── Material for this task

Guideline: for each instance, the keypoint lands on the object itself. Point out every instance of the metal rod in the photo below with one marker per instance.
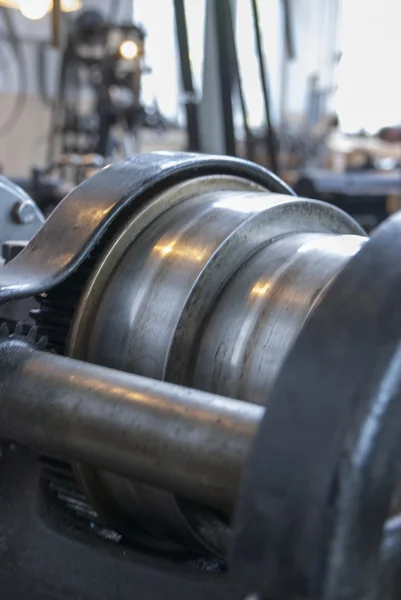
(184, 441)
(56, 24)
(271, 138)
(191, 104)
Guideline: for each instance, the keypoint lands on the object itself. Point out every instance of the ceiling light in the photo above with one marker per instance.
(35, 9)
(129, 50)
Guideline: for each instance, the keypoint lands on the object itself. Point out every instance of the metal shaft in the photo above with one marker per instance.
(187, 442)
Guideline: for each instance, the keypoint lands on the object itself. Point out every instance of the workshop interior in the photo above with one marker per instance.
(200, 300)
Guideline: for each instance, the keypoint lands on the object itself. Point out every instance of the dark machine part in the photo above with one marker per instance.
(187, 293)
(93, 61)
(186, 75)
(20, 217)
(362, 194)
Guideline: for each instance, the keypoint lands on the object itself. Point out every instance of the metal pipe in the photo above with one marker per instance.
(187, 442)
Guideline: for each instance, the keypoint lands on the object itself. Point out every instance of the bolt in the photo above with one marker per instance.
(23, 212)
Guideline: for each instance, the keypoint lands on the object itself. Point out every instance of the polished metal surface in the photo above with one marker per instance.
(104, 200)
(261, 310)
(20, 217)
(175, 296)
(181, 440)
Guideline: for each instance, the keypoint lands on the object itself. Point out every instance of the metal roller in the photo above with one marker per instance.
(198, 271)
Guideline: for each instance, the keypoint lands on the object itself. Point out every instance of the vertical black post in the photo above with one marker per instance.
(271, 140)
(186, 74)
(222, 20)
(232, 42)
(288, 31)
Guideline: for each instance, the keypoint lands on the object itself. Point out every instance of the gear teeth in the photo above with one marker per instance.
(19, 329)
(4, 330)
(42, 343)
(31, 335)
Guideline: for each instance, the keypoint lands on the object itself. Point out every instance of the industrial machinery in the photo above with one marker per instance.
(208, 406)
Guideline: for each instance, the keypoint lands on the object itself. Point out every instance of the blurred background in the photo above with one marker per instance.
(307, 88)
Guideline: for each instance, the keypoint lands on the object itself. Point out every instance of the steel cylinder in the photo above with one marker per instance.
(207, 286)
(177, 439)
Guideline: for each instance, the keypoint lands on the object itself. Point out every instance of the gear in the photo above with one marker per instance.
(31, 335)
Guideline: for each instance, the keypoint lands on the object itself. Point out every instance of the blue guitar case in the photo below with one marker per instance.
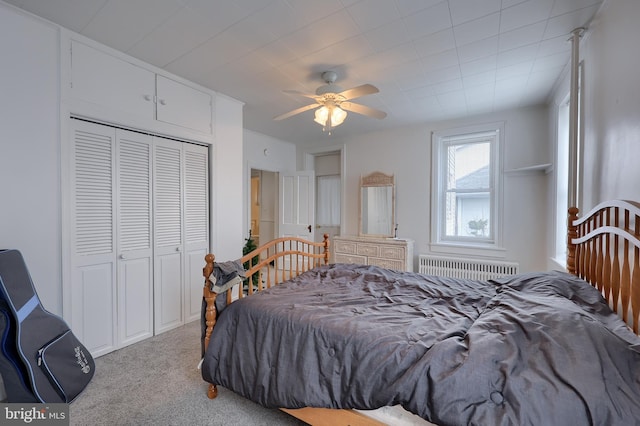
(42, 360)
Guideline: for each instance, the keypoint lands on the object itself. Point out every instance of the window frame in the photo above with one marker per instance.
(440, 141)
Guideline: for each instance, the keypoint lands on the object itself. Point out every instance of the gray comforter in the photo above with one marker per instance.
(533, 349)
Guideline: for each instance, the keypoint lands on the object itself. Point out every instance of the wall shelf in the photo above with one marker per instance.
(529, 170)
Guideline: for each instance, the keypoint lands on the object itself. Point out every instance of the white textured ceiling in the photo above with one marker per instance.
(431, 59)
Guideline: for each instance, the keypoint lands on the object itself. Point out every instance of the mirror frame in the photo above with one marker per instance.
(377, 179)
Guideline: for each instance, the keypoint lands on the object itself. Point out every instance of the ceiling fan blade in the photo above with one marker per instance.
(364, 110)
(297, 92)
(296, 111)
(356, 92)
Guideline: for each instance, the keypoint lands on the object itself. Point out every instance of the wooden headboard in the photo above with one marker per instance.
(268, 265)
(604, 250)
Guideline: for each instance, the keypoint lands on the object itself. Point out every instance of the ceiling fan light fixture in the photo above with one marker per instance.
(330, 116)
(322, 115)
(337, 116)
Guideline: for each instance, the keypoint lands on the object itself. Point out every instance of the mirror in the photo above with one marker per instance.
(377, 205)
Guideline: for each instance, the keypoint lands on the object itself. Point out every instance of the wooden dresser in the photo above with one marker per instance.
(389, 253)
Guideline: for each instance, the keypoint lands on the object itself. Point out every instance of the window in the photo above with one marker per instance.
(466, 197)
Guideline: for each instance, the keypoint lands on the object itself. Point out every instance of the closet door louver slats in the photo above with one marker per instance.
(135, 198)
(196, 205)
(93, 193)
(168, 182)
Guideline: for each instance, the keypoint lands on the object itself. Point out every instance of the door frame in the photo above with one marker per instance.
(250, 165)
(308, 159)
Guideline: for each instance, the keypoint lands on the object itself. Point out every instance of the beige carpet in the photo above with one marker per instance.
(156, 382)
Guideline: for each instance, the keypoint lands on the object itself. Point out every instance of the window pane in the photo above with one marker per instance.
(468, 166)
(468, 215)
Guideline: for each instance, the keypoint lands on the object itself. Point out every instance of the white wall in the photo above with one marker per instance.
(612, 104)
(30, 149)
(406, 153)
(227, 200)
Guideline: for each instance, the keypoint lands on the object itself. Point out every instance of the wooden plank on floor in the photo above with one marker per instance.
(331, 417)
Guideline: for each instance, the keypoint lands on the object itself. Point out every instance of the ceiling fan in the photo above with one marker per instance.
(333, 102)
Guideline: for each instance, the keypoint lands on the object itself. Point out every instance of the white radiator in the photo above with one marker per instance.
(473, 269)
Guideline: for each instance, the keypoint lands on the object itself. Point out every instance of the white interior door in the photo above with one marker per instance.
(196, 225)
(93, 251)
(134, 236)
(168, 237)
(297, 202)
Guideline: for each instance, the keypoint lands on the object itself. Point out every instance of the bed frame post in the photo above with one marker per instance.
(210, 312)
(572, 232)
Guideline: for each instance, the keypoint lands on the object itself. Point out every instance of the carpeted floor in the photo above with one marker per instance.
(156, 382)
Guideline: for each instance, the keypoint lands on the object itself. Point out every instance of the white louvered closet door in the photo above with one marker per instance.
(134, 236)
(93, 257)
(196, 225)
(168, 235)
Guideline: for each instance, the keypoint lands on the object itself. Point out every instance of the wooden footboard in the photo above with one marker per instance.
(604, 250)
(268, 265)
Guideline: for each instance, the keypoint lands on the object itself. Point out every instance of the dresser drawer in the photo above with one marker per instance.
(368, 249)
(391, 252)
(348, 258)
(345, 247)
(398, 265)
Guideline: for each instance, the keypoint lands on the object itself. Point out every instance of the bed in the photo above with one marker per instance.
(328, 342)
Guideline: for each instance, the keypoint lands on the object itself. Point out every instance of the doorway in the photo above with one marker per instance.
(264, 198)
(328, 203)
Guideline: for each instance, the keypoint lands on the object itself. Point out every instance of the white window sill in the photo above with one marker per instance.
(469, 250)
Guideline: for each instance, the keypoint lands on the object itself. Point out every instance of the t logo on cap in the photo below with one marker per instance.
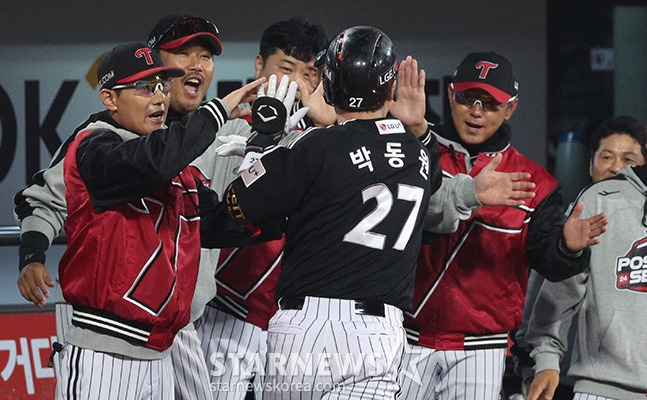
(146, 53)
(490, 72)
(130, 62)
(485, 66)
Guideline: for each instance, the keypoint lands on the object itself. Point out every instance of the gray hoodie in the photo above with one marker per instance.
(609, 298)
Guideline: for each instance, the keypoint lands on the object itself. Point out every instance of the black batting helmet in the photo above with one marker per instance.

────

What you need to do: Retype the listing exactly. Pictures do not belong in the copy.

Exercise output:
Guideline: for each instance, the keypoint lands on the object itself. Point out every instance of the metal rod in the photo below with one marker per instance.
(184, 441)
(56, 24)
(271, 138)
(191, 104)
Guideline: for each instance, the keypoint lands on the object itself. Point out every instance of the ceiling light in the photo above with one marker per instance.
(35, 9)
(129, 50)
Guideline: for each instance, the keypoint lands on the object itself. Point out every instance of the metal shaft in the photo above with one marker per instance.
(187, 442)
Guideline: for each instance, the keypoint lands on the object itself. Point out every instance of the workshop interior in the photo above with one marker per instance.
(200, 300)
Guideline: for each instance, the keypoint lands on the object itself. Point out every instance of the dark machine part in the photo above with one marker per instance.
(187, 293)
(93, 61)
(186, 75)
(20, 217)
(362, 194)
Guideline: for each instance, the keypoint lands on the object itself. Point out every instance of the metal pipe in the photo above with one marker per instance.
(187, 442)
Guideline: for each instance, the keypoint lands on the object itself. Point out every instance of the bolt in the photo above with one marker per instance.
(23, 212)
Guideline: for each instance, the keypoint lands on the object itself. Point out every instance of the polished metal surface in the photo above with one marker per instance.
(104, 200)
(261, 310)
(20, 217)
(175, 296)
(181, 440)
Guideline: for each instance, the keypoint lands on the object itself. Point out every instance of the metal roller in the photo above with one marker per instance.
(198, 271)
Guideline: for each instance, the keypoint lands on the object itself. Point out every instance of the vertical black post in the photo above with one marker per instance.
(271, 140)
(186, 74)
(222, 20)
(232, 42)
(288, 31)
Guideline: for each instance, the keypoint lands on the object itself. Point out every instance of the gear teeth in the photo above with one marker per instance.
(19, 329)
(4, 330)
(42, 343)
(31, 335)
Guideline: for each instance, the keypoint lands on the object itself. Point out every instance of the industrial machinery in the photo above with one marker per instance.
(208, 406)
Guideline: for each instance, the keypoint lands on the object itself. Point out every instance of the blurred background in the photo above with one marker per instance.
(307, 88)
Guideline: for each instance, the keypoint lands on the object itself. Point out every instance of the steel cylinder in the photo above with one marker per instance.
(207, 286)
(177, 439)
Guideline: for each instance, the keypoint lands on the object itself. Point out every instance of the gear in the photo above with one marker per instance.
(31, 335)
Guideline: for each instance, the keypoint lands on the object itself. Point out every instance of the blue guitar case in the photo below with one marker per instance.
(42, 360)
Guideline: for each instance, the keypoint lands on the object itself. Point out every instance of the window frame in the photo above with one marker per instance.
(440, 141)
Guideline: for each instance, the keypoint lands on the object itself. Point out every instance of the gray comforter in the photo above with one marker per instance.
(533, 349)
Guideline: for each instance, the keypoint lands on the object itself. Point out every instance of the wall shelf in the photo above with one marker per instance.
(529, 170)
Guideline: for each instance, the keypoint lands on the object itself. Point out every instance of the white textured ceiling in the photo above with one marker per instance.
(431, 59)
Guideline: for each instance, the keypoint lands on the object itself. Point out every instance of the mirror frame in the photo above with one marker per instance.
(377, 179)
Guideline: for each instance, the keypoint lands on the object itself. Point out every instance of the ceiling fan blade in the photo above with one marker per instance.
(364, 110)
(297, 92)
(296, 111)
(356, 92)
Guideline: for each instance, the keypoint lands on the object itself. Point out every instance of the wooden headboard in the photo above with one marker per instance.
(268, 265)
(604, 250)
Guideline: for each instance, the keypoint lands on the object itself. Point out every instance of the ceiling fan light fixture in the photo above with one marker per instance.
(330, 116)
(322, 115)
(337, 116)
Guideline: for each instance, the keypoint lands on the object itself. Point out every instance of the mirror in the photo above with one marker per instance.
(377, 205)
Guideline: for each instance, the keypoint lands on the object itself. Point out every instance of the wooden dresser in the photo above with one marker per instance.
(389, 253)
Guideline: for each instance, the keypoint lands on the object itself. Point out every instance of the window in the photo above with one marker per instance.
(466, 197)
Guideline: for each instance, the keypoint lands on the object itself. Point out every instance of the closet door louver slats in the photo above with one marker per instance.
(135, 198)
(196, 205)
(93, 193)
(168, 182)
Guideline: for each instance, the keypoint lands on the object itself. Point out every instance of the door frame in the photo above with one marker per instance.
(250, 165)
(308, 159)
Guideline: for each instance, the keypoint lands on the object itself. Point out every instance of the beige carpet in the photo above with one marker per instance.
(156, 382)
Guideline: for each instance, the keypoint lands on the object itself. Point out every instance of the window pane in the photo above with one marker per instance.
(468, 166)
(468, 215)
Guideline: for each instance, the keypoint lands on the object itself. Point out every instance of the white wall in the photo above with one marker per instance.
(612, 104)
(30, 149)
(406, 153)
(227, 200)
Guideline: for each instance, the keypoint lands on the object itself. Point out every instance of the wooden plank on floor in the photo above with one marker per instance.
(331, 417)
Guideline: for each instance, the keypoint lands on the object itself. Point out every instance of the ceiling fan in the photo above with one marker per instance.
(333, 102)
Guideline: for each instance, the keypoint lands on the object itself. Point out every instance of the white radiator in the photo above with one marker per instance.
(473, 269)
Guideline: for each instance, the keypoint lands on the object itself. Point out every instance of the white interior door in the photo above with one marker per instance.
(196, 225)
(93, 251)
(134, 236)
(168, 237)
(297, 202)
Guideline: for each instance, the keypoint lands on the object itself. Point out every instance of the bed frame post in the photo above with one marker per instance.
(210, 312)
(572, 232)
Guideline: for each instance, the keypoint lands on the object itself. Point out every instance of the carpeted floor in the photo above with one marker per instance.
(156, 382)
Guideline: for each instance, the keypoint lands on the object itself. Point out every instance of the white louvered closet door in the photo above with one marker per instance.
(134, 236)
(93, 257)
(196, 225)
(168, 235)
Guideline: for each instance, the keypoint lands on the object itself. Point out every instance of the wooden footboard in the photo above with one marker per instance.
(604, 250)
(268, 265)
Guideline: for each instance, the keypoint lands on the object itself. Point out every instance of the dresser drawer in the photo above with one marker per instance.
(368, 249)
(391, 252)
(348, 258)
(345, 247)
(398, 265)
Guideline: for each instance, the keypoint lands on the object itself. Point out every instance of the bed in the photo above with one marker per instance.
(328, 342)
Guideline: for each instance, the keypoint lands on the object itself. Point out every instance of the doorway in the photo above with one marker per instance.
(264, 198)
(328, 203)
Guideline: for each instance, the keypoint lands on the object itself. Point out every instance of the white window sill in the photo above with one marker per instance.
(469, 250)
Guideline: for each instance, the keypoint lands on the object itself. Point out every instance of the t logo on cap in the photo below with one marker per instance.
(146, 53)
(490, 72)
(130, 62)
(485, 66)
Guideline: for each instance, the keypoint lands on the object itself. Point out every instance of the gray hoodie in the photo above with one marker per instance.
(609, 298)
Guideline: for each instance, the keypoint lands on the object itself. Point out every instance of the black batting helmet in the photo above with one marker per instance.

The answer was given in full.